PROBLEM STATEMENT:
Could you copy all of the records below exactly as they appear?

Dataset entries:
=== Begin Enclosure ===

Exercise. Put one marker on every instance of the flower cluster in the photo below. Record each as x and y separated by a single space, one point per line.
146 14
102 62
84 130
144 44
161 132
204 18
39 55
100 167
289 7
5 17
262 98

=== End Enclosure ===

PROBLEM SOLUTION:
Exercise. Put one marker on every instance of the flower cluster in the photo below. Record each as x and y separated by a single space, one point per line.
146 14
102 62
84 130
144 44
161 132
204 18
39 55
100 167
289 7
5 17
262 98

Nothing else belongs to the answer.